Material de trabajo ▸
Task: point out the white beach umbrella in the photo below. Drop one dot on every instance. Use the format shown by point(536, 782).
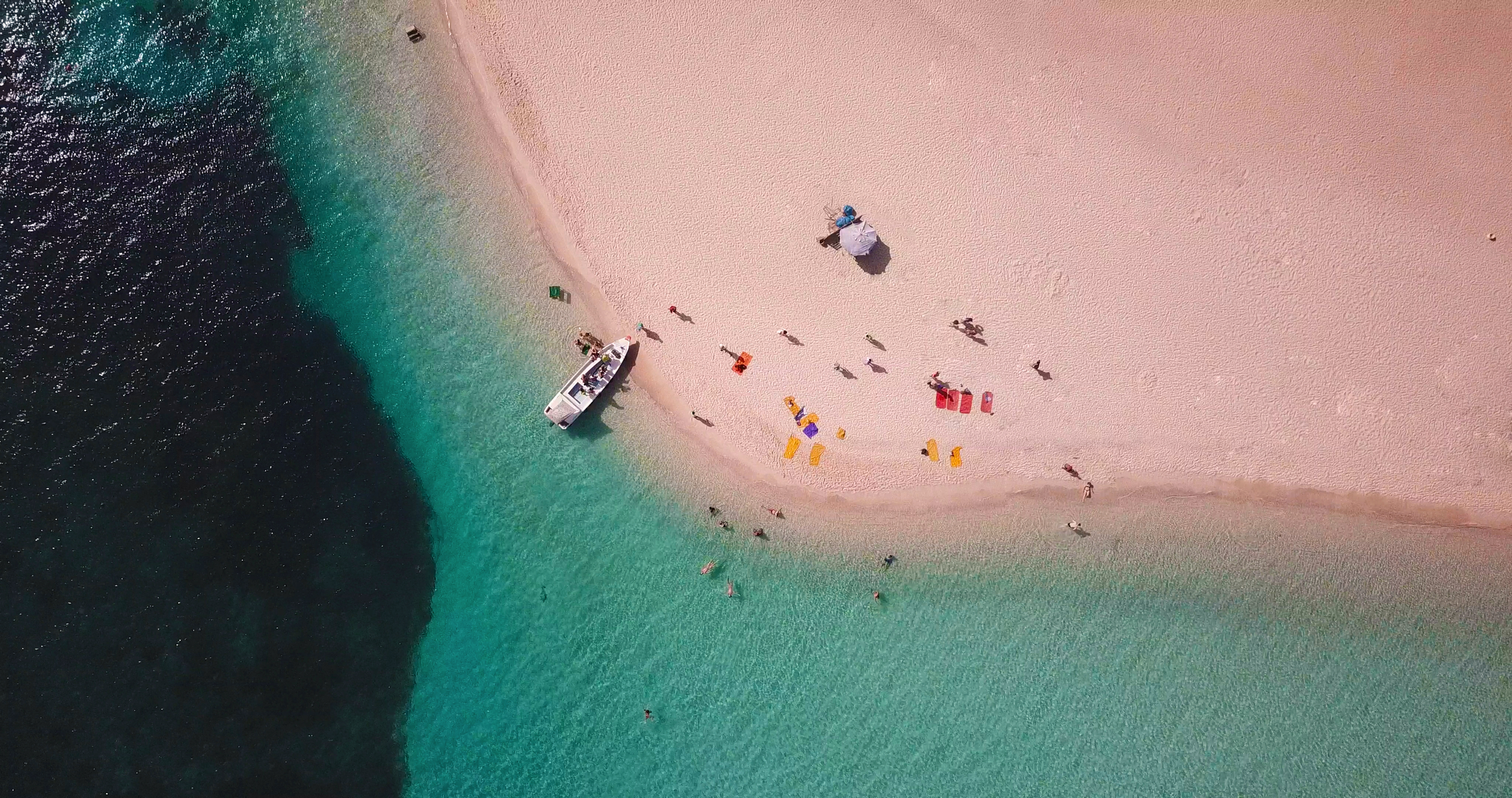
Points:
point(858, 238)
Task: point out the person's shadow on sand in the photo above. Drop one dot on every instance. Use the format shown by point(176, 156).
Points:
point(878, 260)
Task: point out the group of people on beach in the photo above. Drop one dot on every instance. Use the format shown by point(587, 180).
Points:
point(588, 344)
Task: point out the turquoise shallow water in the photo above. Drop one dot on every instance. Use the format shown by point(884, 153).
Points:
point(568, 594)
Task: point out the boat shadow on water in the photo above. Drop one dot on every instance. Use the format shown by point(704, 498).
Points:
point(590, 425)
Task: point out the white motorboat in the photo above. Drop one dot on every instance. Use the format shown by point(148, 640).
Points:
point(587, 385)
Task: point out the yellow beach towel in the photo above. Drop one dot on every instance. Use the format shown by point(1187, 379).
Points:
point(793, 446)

--

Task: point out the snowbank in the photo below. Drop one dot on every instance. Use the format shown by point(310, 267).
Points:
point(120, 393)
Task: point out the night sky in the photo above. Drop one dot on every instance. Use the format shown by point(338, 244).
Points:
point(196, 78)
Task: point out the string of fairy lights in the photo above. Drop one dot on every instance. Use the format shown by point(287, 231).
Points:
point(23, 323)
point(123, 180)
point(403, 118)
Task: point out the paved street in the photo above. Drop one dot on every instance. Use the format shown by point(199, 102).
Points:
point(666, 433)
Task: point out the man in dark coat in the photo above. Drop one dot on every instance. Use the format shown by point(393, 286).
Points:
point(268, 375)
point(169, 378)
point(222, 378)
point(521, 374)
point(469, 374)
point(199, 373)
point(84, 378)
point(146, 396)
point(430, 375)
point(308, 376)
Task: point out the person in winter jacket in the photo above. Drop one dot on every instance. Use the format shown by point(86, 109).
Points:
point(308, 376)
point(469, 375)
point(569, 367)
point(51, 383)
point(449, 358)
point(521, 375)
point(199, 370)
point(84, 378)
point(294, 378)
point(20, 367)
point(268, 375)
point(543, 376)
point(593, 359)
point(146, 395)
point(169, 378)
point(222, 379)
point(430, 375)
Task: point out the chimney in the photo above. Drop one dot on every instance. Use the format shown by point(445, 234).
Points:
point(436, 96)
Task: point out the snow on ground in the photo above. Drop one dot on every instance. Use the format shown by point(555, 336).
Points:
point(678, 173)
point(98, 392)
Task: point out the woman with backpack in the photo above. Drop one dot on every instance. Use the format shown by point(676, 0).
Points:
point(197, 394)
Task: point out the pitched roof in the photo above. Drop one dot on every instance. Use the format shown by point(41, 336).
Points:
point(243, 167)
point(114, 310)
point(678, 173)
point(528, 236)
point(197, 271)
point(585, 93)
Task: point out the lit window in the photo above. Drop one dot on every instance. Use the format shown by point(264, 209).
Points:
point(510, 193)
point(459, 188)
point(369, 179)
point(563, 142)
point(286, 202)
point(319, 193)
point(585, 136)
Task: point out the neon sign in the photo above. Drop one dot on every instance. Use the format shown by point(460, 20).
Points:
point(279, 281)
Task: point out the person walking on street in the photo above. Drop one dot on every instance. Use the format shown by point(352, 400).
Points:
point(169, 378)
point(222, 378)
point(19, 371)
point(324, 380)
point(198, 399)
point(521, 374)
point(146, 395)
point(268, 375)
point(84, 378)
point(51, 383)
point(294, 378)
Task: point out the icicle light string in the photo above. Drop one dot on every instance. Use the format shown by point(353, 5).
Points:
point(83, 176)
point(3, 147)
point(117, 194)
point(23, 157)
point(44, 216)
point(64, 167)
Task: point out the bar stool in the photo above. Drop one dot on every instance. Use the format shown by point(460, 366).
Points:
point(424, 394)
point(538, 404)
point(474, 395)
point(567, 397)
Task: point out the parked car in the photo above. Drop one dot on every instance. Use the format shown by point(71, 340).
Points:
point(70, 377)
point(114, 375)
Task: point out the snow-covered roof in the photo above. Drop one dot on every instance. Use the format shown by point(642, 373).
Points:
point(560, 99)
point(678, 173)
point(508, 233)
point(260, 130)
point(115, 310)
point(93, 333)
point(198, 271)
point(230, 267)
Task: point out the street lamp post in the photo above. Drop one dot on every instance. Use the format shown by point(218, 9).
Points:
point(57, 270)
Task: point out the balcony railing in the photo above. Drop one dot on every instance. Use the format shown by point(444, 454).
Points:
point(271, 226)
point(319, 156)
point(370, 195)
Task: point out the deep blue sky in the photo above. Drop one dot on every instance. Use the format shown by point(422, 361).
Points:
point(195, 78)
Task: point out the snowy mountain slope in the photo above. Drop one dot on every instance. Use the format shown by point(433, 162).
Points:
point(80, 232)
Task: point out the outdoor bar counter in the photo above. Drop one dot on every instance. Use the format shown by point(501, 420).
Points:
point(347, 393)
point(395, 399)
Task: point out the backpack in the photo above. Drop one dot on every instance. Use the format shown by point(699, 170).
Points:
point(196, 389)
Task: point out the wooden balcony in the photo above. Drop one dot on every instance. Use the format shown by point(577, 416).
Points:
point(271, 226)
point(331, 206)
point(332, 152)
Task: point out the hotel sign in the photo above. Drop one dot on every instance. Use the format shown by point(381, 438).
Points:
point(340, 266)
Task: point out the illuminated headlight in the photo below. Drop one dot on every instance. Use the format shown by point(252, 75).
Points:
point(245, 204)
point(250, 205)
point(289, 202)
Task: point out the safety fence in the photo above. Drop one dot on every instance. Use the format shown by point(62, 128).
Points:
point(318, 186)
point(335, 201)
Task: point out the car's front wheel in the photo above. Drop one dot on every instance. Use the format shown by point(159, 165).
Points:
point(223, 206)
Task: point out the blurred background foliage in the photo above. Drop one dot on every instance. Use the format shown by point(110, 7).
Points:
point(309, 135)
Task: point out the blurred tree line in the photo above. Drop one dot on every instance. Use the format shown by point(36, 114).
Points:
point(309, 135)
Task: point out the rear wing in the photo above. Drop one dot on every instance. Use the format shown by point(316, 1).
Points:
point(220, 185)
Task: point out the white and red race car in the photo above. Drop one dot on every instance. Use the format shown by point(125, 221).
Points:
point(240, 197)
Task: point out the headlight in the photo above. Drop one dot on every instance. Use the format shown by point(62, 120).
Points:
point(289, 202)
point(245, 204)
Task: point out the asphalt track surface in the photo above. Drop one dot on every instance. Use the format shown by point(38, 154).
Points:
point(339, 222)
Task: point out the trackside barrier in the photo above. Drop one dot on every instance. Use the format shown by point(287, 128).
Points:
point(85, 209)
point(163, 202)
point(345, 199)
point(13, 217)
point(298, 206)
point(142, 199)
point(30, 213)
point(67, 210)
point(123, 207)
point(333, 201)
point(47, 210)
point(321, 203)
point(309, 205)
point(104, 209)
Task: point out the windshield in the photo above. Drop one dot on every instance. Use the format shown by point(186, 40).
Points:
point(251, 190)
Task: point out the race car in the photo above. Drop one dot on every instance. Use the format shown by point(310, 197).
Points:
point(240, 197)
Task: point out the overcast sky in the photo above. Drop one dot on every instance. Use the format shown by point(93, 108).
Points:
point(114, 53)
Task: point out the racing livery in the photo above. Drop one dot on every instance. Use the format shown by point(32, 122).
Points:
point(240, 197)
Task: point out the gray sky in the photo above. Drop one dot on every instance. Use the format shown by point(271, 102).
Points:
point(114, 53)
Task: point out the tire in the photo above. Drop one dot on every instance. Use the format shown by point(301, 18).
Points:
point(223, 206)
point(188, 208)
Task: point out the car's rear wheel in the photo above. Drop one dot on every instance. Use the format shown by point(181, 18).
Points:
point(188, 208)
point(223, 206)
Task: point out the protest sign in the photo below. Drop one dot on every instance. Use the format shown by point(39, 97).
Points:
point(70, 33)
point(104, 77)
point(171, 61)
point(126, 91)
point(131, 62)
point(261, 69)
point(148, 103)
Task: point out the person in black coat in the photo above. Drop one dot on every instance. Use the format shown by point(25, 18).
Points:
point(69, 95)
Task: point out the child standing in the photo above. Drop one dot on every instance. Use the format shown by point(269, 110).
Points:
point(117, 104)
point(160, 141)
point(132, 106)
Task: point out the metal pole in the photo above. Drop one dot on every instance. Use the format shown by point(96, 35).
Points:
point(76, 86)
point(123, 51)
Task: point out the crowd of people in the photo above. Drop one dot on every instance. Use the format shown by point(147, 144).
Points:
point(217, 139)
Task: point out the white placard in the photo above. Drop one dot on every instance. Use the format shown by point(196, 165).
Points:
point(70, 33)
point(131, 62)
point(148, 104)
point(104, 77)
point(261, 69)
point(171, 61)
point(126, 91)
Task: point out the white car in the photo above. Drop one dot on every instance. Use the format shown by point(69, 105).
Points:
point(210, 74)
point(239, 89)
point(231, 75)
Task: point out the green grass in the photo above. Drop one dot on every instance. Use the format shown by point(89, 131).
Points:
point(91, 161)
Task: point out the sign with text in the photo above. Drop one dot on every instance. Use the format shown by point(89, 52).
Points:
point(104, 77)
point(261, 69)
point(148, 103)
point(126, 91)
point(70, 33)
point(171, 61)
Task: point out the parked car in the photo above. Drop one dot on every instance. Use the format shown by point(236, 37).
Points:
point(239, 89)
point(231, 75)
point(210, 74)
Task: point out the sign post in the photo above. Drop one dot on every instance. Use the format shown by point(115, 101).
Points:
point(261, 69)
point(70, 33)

Por hacer ▸
Copia todo lo que va desde la línea que contiene "Task: point out the illuminated" hasta la que contiene "point(335, 201)", cambiando el nombre "safety fence" por "guardrail" y dejando lo demás igual.

Resultado del ejercicio ▸
Task: point out the illuminated headlight in the photo below. Drop one dot on every instance. Use the format shown by point(252, 75).
Points:
point(245, 204)
point(250, 205)
point(289, 202)
Task: point out the guardrail in the photo above. Drop one dot on every instance. Use the format shown by point(62, 128).
Points:
point(318, 186)
point(335, 201)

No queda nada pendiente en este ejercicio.